====== Task input ======

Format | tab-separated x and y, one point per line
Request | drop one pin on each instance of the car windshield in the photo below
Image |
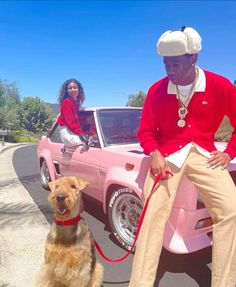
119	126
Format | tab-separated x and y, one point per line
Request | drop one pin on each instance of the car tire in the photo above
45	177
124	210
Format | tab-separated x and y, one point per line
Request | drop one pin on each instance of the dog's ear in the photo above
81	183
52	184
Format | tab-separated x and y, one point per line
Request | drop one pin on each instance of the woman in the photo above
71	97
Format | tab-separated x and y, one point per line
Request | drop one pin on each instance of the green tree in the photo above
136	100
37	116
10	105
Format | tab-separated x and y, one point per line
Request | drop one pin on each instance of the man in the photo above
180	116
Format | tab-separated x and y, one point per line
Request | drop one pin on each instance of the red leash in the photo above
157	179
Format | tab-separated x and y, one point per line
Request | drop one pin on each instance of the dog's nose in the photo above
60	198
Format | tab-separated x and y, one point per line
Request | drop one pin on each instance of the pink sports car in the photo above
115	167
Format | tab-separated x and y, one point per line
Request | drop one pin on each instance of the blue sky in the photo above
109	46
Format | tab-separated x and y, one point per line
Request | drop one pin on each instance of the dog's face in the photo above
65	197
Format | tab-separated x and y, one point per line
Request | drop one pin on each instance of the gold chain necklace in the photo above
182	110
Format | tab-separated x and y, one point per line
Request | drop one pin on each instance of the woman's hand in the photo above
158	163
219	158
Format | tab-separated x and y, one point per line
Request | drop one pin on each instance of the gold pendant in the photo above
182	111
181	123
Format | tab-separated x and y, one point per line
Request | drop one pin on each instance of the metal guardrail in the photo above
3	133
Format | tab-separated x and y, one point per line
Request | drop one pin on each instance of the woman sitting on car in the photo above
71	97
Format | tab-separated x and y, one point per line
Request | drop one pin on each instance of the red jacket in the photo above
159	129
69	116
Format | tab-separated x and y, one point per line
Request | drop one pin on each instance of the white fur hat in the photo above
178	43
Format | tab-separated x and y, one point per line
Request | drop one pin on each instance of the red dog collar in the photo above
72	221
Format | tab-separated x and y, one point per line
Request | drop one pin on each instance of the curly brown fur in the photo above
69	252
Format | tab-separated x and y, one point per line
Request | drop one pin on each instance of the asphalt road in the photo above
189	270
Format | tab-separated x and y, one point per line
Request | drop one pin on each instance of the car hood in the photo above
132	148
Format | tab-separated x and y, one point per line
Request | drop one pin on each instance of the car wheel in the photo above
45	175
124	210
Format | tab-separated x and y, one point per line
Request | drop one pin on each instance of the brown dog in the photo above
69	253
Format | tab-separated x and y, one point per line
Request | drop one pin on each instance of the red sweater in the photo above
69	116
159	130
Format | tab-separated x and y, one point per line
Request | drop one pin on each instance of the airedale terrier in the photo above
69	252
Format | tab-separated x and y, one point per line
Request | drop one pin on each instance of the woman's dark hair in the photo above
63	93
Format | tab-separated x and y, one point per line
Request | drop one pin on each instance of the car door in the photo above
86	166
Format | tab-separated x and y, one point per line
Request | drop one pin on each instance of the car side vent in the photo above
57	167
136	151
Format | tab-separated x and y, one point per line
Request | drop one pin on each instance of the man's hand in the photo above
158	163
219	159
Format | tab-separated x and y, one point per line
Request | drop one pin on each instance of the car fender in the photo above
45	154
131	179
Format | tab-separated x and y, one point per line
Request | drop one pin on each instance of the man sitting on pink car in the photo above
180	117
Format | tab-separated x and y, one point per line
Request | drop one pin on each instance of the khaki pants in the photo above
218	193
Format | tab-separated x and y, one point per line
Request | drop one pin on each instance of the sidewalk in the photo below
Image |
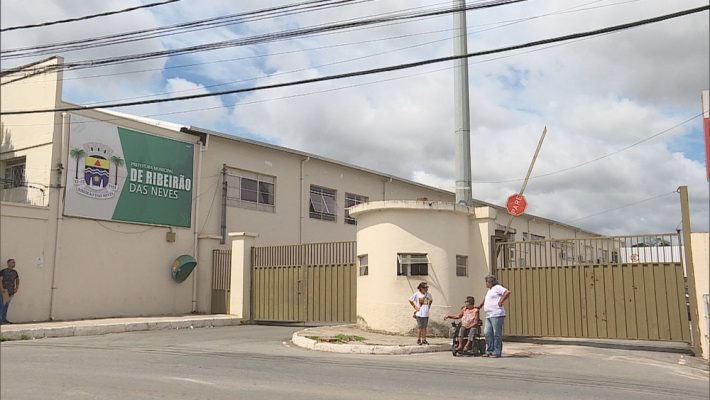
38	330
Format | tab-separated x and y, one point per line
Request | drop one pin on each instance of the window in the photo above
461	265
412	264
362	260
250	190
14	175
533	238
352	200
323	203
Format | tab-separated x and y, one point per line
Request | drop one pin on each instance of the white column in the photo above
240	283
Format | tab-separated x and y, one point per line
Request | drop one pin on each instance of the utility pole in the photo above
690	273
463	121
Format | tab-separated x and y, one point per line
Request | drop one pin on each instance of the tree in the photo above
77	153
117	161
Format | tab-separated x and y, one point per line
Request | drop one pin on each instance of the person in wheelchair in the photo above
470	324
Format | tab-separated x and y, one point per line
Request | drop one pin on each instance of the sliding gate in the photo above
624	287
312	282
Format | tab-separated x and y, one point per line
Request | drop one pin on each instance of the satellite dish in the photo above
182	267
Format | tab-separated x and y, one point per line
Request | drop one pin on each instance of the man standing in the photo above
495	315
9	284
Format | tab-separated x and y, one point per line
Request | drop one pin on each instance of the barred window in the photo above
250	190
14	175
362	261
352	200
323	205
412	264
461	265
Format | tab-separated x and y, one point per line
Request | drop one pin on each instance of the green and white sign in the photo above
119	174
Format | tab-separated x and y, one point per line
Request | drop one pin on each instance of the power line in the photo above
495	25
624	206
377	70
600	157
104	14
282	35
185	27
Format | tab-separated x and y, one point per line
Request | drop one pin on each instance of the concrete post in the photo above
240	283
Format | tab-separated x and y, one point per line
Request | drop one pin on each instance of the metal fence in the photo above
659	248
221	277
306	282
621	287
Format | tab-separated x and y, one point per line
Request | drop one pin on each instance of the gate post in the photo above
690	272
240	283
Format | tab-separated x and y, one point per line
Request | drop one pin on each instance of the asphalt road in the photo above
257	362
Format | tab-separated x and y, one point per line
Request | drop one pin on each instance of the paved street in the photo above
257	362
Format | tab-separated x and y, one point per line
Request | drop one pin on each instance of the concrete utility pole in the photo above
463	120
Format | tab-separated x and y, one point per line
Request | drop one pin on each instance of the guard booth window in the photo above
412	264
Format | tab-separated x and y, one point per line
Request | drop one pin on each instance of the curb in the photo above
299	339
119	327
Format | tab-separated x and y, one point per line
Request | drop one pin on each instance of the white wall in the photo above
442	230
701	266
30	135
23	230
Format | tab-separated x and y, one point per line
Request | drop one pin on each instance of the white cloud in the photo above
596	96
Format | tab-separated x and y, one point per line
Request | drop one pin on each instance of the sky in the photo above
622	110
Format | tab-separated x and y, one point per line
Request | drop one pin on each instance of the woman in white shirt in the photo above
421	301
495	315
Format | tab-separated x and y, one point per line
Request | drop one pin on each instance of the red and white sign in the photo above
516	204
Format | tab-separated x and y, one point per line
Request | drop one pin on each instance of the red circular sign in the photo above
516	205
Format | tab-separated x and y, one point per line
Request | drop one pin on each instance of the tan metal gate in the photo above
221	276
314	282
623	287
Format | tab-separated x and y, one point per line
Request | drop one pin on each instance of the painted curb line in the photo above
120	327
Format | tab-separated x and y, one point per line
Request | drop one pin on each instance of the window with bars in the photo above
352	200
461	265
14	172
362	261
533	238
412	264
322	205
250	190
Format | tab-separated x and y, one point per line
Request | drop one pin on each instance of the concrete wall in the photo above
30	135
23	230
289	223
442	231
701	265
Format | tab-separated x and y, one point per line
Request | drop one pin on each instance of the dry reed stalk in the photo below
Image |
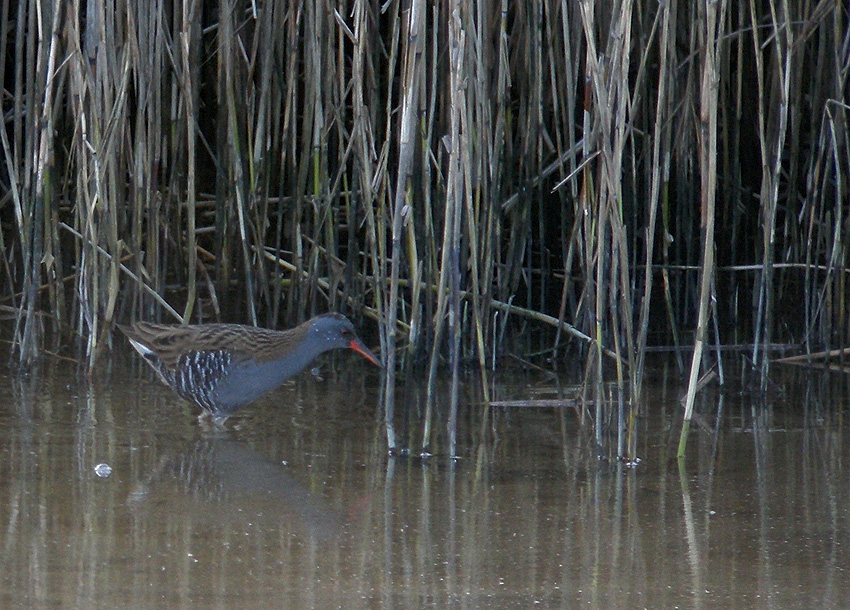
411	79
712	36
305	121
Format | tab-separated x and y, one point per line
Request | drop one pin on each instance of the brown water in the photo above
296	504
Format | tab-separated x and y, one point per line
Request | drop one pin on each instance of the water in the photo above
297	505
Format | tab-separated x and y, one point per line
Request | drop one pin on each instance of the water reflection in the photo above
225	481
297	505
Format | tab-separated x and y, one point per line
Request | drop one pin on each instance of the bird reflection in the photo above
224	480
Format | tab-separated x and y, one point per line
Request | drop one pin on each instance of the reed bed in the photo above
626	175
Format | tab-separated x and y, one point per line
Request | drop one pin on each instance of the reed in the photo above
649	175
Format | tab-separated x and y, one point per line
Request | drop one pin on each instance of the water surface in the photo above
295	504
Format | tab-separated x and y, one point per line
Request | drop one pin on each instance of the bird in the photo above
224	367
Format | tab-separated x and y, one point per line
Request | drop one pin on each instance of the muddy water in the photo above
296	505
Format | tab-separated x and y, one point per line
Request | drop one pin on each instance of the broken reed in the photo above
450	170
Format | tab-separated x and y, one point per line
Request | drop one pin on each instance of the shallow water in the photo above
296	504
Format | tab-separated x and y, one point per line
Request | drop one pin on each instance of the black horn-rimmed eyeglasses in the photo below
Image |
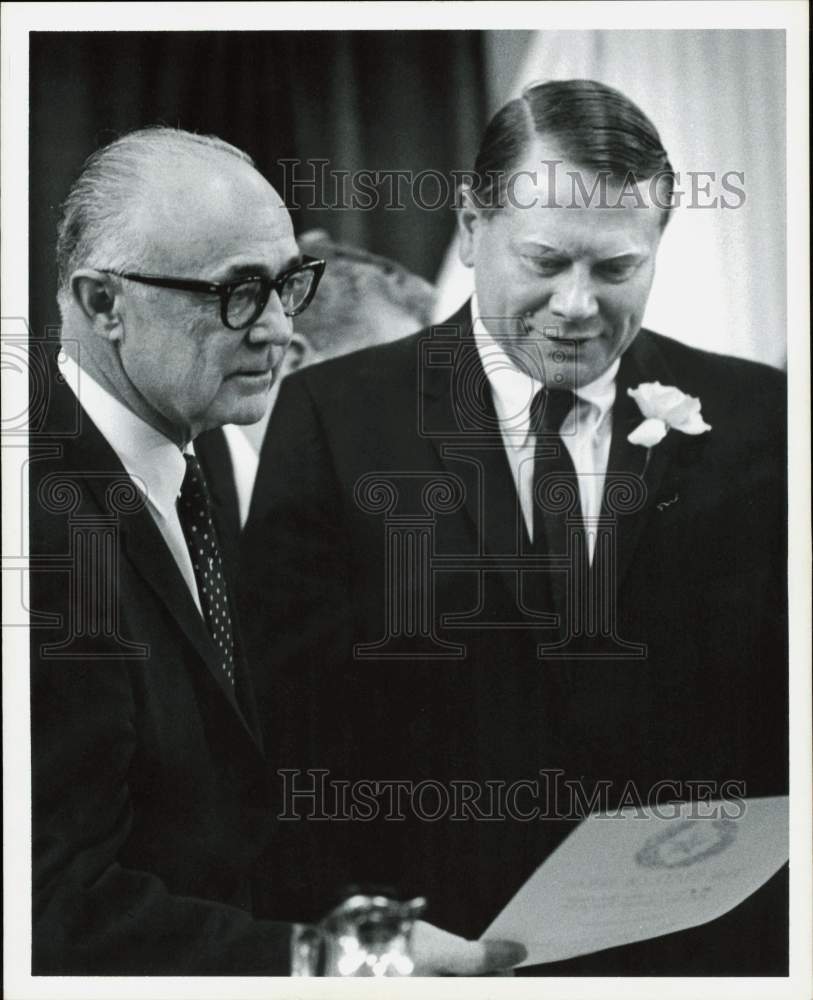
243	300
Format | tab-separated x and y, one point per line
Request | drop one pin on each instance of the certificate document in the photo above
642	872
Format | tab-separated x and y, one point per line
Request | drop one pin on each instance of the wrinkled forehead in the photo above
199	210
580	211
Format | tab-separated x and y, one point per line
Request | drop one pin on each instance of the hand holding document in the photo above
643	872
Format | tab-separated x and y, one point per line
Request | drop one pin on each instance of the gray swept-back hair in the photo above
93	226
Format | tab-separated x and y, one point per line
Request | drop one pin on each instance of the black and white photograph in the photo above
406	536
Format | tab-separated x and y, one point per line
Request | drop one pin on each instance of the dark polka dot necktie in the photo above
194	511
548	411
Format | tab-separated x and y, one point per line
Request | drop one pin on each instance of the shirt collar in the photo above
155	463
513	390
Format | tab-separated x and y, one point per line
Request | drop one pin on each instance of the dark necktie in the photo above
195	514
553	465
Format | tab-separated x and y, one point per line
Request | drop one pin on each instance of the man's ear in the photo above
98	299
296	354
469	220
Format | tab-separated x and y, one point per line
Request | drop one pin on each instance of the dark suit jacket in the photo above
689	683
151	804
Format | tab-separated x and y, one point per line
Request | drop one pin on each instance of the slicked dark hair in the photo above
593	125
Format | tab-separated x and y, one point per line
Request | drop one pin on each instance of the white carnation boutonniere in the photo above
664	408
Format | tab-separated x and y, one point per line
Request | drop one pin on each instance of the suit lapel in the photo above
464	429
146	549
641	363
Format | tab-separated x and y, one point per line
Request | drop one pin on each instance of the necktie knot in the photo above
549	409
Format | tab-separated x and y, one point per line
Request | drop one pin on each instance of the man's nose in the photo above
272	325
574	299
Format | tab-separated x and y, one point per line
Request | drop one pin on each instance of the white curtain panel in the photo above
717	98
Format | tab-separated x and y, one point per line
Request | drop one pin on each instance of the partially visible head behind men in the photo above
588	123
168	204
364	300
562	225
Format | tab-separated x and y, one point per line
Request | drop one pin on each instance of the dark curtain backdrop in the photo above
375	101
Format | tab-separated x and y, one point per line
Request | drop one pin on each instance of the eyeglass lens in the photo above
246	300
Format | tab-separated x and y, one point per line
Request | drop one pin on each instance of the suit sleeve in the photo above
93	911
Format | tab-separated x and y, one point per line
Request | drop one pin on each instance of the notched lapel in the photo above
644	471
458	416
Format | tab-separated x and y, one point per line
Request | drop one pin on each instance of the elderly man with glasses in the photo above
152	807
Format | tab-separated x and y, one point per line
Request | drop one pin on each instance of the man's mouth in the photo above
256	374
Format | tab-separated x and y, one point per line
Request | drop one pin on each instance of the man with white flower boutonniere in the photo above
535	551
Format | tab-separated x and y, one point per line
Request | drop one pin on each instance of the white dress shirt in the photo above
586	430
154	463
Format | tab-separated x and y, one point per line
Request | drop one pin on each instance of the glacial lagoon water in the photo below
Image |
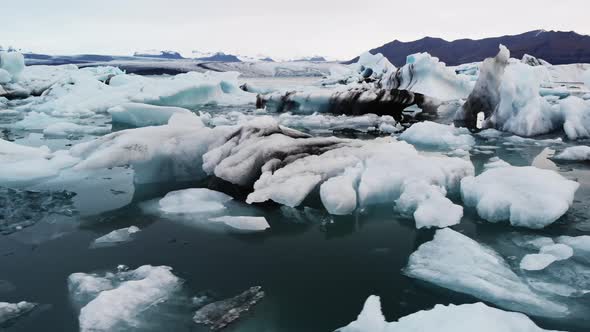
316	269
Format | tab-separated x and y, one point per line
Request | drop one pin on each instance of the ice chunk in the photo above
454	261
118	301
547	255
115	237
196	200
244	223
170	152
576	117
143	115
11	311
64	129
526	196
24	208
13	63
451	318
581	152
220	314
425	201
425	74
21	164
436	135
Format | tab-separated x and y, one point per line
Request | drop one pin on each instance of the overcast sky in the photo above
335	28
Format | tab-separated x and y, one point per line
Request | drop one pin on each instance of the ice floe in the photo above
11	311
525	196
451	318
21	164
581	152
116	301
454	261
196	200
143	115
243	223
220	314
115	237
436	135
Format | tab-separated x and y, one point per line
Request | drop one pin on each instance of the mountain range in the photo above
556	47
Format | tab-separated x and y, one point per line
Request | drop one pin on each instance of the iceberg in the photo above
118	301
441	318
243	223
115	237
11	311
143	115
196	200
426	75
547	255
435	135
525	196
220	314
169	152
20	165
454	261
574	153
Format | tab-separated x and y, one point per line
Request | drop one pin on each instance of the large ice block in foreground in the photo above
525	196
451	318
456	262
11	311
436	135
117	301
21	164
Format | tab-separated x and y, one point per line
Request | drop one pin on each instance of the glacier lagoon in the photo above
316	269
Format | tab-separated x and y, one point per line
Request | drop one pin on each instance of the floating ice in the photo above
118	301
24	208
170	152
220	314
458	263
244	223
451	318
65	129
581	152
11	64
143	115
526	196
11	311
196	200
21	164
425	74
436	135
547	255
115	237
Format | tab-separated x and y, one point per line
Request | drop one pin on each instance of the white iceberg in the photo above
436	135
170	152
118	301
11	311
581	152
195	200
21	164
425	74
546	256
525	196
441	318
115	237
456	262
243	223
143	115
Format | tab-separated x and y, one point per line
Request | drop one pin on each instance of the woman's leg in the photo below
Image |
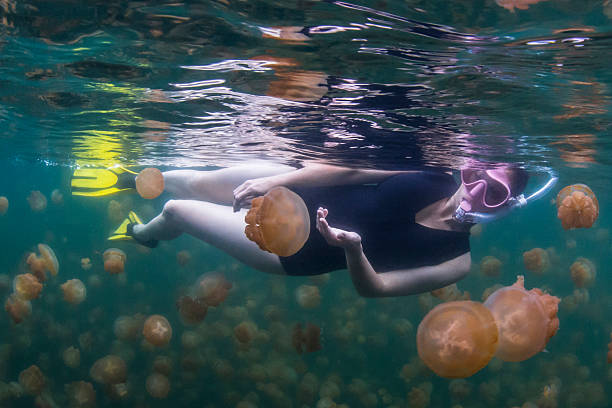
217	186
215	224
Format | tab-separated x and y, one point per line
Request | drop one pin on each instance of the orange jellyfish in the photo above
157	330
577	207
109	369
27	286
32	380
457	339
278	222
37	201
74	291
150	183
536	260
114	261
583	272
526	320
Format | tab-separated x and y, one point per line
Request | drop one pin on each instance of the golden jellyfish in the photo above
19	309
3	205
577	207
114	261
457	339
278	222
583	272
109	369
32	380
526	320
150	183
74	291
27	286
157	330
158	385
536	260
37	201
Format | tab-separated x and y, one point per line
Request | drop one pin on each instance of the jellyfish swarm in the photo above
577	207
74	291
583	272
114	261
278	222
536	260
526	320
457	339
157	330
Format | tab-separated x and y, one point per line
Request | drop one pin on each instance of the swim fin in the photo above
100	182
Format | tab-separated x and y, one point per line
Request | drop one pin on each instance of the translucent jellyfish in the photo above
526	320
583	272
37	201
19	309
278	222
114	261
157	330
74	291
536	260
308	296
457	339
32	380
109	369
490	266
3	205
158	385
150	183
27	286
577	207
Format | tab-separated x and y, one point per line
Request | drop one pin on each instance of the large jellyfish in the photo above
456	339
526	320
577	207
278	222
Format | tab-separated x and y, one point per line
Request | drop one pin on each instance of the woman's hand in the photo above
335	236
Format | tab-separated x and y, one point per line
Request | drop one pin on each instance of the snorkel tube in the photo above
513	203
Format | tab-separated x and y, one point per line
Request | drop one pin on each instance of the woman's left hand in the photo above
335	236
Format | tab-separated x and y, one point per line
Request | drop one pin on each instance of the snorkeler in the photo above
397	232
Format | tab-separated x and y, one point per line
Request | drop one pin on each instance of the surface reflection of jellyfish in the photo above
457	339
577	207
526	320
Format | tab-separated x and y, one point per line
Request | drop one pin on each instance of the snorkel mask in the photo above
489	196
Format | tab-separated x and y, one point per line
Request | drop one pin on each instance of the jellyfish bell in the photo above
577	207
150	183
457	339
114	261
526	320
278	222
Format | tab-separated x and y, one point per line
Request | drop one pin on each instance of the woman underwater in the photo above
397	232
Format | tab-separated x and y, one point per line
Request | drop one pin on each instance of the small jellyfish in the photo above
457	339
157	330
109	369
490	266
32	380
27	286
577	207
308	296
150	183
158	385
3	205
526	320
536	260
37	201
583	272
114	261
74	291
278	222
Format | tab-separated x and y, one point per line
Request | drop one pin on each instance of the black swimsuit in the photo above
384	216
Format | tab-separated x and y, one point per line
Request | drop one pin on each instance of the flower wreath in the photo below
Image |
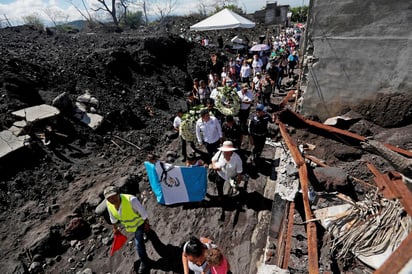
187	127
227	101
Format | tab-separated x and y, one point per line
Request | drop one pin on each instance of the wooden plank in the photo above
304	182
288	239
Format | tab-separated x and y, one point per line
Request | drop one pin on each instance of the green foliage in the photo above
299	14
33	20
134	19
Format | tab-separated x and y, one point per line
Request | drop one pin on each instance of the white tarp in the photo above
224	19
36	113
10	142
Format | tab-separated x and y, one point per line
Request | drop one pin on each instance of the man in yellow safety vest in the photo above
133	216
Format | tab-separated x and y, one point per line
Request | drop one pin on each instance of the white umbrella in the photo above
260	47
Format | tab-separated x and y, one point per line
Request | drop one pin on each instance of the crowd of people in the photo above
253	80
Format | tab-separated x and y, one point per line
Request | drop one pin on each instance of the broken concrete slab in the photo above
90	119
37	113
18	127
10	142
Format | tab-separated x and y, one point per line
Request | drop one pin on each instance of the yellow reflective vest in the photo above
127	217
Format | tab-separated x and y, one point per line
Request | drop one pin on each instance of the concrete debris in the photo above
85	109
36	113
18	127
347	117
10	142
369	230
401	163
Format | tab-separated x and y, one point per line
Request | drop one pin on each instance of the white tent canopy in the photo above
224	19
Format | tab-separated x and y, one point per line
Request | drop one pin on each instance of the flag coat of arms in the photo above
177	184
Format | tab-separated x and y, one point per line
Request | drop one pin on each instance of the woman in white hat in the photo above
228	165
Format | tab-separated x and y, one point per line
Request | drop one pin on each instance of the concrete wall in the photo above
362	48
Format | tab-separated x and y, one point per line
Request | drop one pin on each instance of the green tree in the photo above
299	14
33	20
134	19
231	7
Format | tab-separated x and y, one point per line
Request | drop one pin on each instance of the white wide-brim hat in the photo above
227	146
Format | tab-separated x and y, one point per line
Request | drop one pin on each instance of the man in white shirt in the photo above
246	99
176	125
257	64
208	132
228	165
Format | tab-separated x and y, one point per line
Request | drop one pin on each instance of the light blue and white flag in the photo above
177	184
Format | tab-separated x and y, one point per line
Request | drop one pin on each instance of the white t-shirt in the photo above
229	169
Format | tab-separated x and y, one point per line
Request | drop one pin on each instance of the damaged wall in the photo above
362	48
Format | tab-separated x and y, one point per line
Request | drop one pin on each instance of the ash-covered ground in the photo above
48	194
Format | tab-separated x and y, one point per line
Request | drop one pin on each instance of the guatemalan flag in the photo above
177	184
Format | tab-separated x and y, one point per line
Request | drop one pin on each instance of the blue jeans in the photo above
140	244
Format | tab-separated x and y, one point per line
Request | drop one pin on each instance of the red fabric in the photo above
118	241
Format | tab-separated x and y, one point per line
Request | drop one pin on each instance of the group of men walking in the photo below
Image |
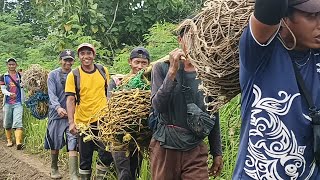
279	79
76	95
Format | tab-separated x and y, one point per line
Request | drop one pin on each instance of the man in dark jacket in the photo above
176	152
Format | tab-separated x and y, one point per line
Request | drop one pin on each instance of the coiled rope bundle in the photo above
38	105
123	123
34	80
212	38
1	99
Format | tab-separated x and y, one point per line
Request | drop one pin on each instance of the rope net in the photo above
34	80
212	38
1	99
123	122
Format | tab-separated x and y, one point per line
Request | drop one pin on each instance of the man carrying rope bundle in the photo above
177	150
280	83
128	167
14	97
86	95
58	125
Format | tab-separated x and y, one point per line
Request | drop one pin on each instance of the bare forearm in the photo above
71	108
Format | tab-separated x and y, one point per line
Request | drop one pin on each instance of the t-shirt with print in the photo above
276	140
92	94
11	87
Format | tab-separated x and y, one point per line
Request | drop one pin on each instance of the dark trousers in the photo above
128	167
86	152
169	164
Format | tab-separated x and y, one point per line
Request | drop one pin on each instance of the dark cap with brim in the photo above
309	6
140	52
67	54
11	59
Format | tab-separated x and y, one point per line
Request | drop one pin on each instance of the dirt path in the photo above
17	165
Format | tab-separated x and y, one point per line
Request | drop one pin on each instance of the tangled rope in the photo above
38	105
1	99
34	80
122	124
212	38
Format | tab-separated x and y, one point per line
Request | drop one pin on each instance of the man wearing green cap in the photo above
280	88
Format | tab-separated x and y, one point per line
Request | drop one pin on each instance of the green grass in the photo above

======

**Given request:**
Can you identify every line in the data above that contains the word "surface" and copy each of those lines in full?

**Answer to this exercise:**
Request | drop one pin on each instance of the water surface in the photo above
Request | drop one pin on each instance of the surface reflection of jellyfish in the photo above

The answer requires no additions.